TASK TO COMPLETE: Reproduce everything from the first of the lines below down through the line containing "rough mask: <svg", with nothing changed.

RECORDS FOR THIS TASK:
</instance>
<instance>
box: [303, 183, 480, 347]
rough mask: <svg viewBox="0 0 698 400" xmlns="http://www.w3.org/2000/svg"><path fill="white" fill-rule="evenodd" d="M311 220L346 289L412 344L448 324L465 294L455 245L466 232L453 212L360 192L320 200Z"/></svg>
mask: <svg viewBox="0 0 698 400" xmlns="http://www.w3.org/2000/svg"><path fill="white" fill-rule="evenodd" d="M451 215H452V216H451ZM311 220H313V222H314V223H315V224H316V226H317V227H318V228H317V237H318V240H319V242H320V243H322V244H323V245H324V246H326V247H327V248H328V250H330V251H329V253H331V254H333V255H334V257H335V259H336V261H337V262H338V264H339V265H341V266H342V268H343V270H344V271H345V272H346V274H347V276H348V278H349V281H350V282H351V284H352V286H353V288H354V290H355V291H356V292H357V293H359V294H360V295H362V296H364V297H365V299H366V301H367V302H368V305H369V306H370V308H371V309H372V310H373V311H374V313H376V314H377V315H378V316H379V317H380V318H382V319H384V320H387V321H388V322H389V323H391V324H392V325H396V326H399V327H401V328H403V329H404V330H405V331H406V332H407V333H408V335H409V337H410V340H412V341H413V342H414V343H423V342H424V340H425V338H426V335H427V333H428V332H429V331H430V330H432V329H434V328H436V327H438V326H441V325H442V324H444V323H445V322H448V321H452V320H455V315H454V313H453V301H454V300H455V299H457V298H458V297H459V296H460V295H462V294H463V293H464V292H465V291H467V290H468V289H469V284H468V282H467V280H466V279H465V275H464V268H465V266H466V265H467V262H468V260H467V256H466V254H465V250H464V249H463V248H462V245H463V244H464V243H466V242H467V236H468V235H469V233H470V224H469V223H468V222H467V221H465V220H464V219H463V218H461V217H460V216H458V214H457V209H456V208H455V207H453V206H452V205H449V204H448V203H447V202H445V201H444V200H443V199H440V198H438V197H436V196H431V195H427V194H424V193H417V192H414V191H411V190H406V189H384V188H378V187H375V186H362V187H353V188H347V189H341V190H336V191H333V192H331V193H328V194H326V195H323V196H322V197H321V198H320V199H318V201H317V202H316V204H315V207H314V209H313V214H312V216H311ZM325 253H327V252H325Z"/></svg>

YOUR SOLUTION:
</instance>
<instance>
box: [303, 183, 480, 347]
rough mask: <svg viewBox="0 0 698 400" xmlns="http://www.w3.org/2000/svg"><path fill="white" fill-rule="evenodd" d="M311 220L346 289L412 344L448 324L465 294L455 245L466 232L453 212L360 192L320 200Z"/></svg>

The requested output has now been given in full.